** START OF EXCERPT PROVIDED **

The detailed schematic of our proposed approach is depicted in Fig. 4. To register an unseen fixed and moving image pair, we sequentially use each of the binary classifiers previously trained in IMR – their aggregated pre-sigmoid activations are used for optimizing transformation parameters. In our multi-resolution framework, the resulting transformation field at the coarser level is upsampled and used for warping the original moving image (finer resolution) before starting the next iteration. In more detail, we start with the pre-trained classifier from IMR₁ (with parameters θ₁), and perform maximum likelihood registration with Eq. 22 using a set of 3D cropped patches with significant overlaps. Next, we use the IMR2 pre-trained classifier to perform registration on the result of the previous step; we repeat this process until registration with the last IMR pre-trained classifier. To optimize the registration parameters, we fix and freeze the classifier network’s weights, and we insert a Spatial Transformation Network (STN) before the patch selection module (as seen in Fig. 4). The transformation parameters are encoded inside the STN as learnable weights and the resulting transformation field is applied to the whole moving image. We optimize the registration network (STN) with Stochastic Gradient Descent (SGD) and Adam update rule using different learning rates for rigid (lr = 0.1), affine (lr = 0.075), and thin-plate spline (lr = 0.001 of image size).

** END OF EXCERPT PROVIDED **

Carry on the passage describing multi-resolution image registration with pre-trained IMR classifiers, starting right after its last sentence on the learning rates.

** START OF MATERIAL SHOWN **

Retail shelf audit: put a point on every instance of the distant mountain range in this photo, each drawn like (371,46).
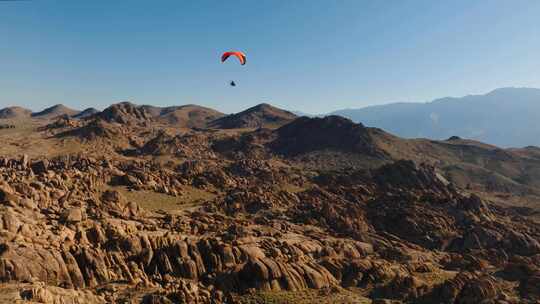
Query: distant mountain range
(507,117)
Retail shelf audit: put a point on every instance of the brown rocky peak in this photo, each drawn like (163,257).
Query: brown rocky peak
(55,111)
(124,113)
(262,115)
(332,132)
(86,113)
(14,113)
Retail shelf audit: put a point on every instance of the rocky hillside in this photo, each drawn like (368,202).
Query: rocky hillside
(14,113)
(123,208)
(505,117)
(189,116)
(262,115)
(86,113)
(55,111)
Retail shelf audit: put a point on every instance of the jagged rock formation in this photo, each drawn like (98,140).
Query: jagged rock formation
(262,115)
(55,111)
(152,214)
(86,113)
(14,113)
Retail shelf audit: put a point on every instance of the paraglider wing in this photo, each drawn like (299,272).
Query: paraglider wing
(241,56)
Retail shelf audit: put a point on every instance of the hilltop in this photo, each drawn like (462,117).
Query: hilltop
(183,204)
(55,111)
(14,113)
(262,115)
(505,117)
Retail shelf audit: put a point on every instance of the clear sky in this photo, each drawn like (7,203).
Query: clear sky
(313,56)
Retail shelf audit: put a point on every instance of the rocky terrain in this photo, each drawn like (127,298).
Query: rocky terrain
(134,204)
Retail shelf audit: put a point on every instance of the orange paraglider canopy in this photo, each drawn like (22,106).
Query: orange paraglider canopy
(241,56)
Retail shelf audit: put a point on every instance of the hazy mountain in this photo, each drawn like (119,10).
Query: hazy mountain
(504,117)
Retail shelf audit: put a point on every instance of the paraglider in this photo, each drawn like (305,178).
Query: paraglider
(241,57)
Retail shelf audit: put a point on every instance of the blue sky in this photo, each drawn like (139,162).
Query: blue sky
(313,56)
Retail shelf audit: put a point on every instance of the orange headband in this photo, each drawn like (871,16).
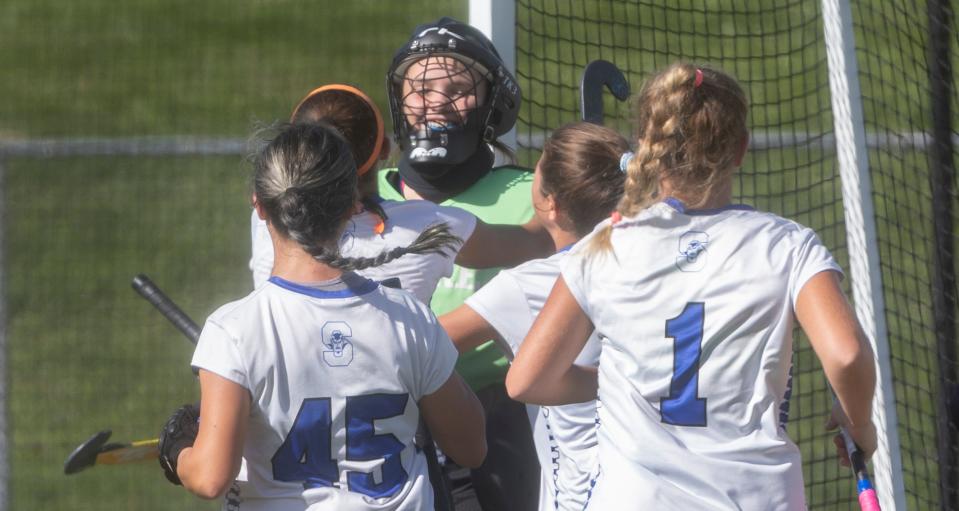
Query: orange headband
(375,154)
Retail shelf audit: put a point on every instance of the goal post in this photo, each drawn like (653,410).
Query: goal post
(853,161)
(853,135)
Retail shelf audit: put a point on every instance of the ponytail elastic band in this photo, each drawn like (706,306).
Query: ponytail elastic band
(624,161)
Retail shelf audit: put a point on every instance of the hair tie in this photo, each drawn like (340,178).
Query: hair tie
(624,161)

** END OF MATERIAL SHOWN **
** START OF MATERIAL SHOWN **

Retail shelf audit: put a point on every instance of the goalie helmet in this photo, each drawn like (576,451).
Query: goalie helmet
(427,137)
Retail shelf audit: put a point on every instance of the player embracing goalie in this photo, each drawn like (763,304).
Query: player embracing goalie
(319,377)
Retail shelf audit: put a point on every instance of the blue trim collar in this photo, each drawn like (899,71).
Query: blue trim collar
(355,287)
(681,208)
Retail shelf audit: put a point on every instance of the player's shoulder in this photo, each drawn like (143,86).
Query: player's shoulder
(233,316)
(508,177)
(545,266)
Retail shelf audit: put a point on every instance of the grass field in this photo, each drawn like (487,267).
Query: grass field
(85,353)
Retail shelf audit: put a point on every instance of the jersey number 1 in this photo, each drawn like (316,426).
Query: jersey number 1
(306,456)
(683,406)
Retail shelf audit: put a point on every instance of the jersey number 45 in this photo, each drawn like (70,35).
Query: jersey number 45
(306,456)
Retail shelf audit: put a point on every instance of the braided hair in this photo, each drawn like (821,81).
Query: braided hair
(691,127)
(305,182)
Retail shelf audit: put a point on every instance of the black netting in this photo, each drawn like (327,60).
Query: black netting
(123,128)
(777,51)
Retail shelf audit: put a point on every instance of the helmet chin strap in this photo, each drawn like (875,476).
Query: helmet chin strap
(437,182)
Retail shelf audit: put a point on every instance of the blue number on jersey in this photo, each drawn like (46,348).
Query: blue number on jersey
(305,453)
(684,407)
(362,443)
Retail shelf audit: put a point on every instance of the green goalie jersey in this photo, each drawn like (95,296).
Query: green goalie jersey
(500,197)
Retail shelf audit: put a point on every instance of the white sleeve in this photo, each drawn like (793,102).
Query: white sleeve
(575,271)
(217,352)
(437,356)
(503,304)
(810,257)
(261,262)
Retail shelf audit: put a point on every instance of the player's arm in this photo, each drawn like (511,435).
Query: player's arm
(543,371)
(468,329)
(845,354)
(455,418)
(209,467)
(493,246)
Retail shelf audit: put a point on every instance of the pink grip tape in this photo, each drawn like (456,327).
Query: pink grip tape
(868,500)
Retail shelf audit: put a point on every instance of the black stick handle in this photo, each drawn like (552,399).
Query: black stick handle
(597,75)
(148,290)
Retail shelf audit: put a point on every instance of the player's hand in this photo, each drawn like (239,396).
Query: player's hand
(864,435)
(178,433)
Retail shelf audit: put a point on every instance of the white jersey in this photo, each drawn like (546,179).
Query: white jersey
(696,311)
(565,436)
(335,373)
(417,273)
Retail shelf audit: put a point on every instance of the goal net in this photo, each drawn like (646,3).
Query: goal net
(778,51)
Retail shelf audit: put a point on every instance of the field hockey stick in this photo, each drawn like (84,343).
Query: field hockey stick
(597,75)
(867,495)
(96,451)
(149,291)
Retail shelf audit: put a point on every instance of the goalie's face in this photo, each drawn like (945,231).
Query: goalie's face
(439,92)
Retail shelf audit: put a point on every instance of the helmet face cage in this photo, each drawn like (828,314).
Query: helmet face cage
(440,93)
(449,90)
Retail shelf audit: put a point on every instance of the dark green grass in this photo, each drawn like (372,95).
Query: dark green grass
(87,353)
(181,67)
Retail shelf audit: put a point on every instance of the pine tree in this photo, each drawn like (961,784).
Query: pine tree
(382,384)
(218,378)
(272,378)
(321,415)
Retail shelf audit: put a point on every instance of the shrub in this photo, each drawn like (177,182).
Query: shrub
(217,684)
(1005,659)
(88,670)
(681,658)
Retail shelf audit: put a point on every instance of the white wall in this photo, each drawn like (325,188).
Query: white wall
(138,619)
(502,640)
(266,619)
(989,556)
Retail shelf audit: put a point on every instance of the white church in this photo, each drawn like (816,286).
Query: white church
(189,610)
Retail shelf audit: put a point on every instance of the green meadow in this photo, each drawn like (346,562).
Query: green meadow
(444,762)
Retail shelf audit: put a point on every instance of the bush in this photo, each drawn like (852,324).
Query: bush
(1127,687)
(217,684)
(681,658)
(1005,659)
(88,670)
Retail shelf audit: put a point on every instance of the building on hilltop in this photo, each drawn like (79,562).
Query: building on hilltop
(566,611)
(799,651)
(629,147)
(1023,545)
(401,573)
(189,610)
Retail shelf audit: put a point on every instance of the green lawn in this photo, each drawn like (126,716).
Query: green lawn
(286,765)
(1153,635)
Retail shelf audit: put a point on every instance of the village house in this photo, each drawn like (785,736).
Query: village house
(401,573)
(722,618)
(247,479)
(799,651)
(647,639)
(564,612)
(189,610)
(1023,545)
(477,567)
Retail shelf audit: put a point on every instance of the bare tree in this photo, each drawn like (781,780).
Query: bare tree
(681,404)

** END OF MATERIAL SHOWN **
** START OF MATERIAL SHOWN **

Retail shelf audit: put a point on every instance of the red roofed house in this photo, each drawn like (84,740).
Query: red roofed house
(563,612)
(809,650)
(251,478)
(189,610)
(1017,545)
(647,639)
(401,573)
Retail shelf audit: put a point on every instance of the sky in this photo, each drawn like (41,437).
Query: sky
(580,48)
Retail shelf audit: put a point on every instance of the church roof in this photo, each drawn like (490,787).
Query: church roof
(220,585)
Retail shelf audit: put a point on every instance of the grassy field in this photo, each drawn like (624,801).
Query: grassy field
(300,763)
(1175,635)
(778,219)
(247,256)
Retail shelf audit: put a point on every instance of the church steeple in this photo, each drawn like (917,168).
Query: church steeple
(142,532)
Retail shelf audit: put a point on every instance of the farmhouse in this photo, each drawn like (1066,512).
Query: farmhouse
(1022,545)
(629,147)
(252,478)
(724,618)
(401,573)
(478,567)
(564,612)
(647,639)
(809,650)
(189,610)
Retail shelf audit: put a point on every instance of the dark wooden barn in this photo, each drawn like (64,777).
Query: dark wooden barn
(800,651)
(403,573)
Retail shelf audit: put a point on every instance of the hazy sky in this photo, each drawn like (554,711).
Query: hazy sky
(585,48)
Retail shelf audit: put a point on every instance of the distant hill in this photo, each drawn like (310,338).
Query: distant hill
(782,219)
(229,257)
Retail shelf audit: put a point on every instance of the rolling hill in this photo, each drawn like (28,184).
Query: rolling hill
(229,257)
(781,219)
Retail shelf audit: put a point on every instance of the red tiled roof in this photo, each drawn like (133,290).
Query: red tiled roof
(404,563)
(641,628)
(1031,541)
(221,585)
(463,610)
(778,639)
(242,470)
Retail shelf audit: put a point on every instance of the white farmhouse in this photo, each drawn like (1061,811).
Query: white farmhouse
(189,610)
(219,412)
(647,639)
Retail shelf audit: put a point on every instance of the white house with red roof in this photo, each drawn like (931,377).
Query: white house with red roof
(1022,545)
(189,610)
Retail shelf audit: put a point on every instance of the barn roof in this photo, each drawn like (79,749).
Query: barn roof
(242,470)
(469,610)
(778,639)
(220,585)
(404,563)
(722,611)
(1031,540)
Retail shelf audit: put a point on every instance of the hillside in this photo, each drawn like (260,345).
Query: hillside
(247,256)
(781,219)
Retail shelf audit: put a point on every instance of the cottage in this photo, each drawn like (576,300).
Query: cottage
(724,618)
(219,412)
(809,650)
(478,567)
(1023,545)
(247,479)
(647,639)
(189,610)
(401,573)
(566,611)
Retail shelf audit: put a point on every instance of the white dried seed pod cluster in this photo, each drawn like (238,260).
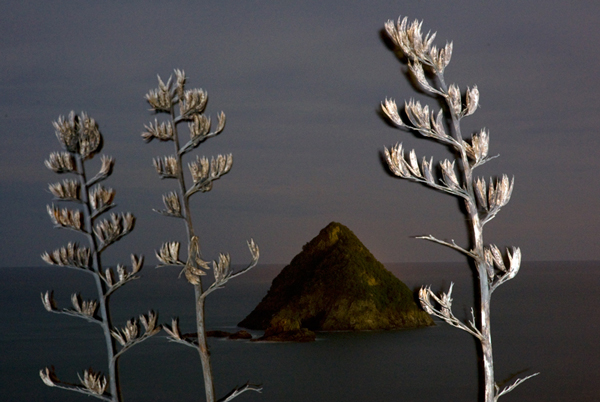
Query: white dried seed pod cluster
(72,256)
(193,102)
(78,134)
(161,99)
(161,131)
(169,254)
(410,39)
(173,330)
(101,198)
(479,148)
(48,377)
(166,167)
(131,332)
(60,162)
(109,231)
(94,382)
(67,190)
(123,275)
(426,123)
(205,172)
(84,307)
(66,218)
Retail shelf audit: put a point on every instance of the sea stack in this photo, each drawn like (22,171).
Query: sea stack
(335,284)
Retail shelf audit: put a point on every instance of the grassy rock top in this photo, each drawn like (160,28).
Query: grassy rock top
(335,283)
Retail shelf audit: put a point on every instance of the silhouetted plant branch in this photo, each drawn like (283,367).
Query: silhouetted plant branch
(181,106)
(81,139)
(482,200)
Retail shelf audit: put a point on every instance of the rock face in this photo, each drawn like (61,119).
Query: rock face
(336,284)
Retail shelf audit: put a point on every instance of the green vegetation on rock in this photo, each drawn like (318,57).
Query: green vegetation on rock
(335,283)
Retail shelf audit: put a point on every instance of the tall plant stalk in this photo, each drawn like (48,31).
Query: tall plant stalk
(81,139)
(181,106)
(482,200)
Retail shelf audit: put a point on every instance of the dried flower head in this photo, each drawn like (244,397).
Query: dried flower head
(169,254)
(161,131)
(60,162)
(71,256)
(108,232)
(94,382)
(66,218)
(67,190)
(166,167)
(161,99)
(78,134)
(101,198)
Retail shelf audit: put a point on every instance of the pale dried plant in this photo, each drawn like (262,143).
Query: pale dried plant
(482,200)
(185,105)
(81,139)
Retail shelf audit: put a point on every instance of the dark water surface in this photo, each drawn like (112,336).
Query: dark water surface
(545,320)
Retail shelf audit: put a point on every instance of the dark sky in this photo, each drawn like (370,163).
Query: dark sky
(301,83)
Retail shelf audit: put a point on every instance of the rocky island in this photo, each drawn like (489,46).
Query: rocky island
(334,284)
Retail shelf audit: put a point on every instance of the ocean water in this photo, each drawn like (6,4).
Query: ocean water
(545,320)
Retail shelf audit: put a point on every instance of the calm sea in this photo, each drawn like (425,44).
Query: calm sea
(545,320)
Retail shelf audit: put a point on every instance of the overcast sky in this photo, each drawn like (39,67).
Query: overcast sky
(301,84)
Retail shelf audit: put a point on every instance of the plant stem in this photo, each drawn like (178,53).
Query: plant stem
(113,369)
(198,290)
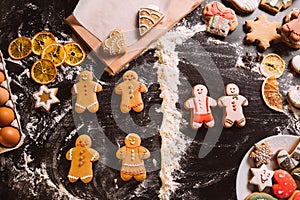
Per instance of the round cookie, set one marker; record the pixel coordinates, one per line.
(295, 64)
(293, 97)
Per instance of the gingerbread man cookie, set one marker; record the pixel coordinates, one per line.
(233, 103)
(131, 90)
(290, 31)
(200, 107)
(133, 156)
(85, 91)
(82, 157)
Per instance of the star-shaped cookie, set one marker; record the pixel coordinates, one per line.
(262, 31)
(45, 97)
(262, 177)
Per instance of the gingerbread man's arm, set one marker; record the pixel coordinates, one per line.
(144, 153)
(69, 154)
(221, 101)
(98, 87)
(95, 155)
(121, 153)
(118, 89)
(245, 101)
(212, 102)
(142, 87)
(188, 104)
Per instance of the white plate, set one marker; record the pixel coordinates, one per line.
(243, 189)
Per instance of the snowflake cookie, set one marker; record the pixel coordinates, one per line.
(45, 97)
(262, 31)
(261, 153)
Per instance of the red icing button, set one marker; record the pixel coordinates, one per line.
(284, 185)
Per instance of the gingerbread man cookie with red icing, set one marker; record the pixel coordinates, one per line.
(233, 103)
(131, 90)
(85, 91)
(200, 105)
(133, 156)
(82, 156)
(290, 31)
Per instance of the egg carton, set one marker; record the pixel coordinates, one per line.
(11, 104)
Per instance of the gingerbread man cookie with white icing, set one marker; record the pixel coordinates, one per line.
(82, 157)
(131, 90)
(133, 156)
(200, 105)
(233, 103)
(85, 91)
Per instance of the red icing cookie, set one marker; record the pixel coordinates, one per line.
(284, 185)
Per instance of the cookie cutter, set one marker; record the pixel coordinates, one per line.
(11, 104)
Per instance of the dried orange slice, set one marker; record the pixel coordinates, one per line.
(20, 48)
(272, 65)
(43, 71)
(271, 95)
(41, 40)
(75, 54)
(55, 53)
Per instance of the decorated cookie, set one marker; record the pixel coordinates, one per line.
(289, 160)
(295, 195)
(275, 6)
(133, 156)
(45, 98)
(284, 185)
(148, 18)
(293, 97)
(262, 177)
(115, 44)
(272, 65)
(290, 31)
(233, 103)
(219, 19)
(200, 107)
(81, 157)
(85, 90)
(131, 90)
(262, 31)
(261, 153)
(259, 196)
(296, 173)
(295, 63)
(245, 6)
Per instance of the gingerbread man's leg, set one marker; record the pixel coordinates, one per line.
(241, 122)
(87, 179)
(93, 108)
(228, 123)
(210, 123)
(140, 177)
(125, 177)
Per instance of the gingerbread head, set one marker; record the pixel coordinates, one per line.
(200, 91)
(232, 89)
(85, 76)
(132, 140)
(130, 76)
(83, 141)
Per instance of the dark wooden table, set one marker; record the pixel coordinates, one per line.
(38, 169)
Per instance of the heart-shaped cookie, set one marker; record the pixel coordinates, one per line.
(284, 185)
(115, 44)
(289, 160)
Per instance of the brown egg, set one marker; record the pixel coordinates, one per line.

** END OF MATERIAL SHOWN **

* **TASK OUTPUT**
Fig. 4:

Schematic of our proposed maximum likelihood registration with deep binary classifiers. Based on the initial misalignment in the dataset, we can perform multiple iterations to jointly learn model and transformation parameters. Our framework includes a deep binary CNN classifier, a Spatial Transform Module, and a 3D patch selector. Our classifier architecture is inspired by DenseNet. The aggregated logits signal (over a set of sampled patches) is used for the optimization of the transformation parameters.

Deep Metric Derived from Unregistered Dataset.

Considering the case that the deep metric is learned from a registered dataset (Eq. 22), if we observe the deep metric as a function (response function) of transformation parameters, it will have a maximum near the correct solution for registration. To illustrate, consider two registered images, the response (aggregated score from input of sampled patches) as a function of translation in x direction, will have the highest score around x = 0. However, training a deep metric on unregistered dataset can cause bias in the response function depending on the distribution of the misregistration in the data. To test this hypothesis, we generate a dataset in which moving images are all shifted in the x direction by 8 mm, and train a deep binary classifier on two classes of patches. Fig. 5(a) shows the deep metric values (the summation in Eq. 22 with i = 200) as a function of translation in the x direction for a single test case that is initially registered. As seen, it has a peak that is shifted accordingly. Therefore, the derived deep metric (from unregistered dataset) will have the highest score near the wrong solution in the transformation parameters space.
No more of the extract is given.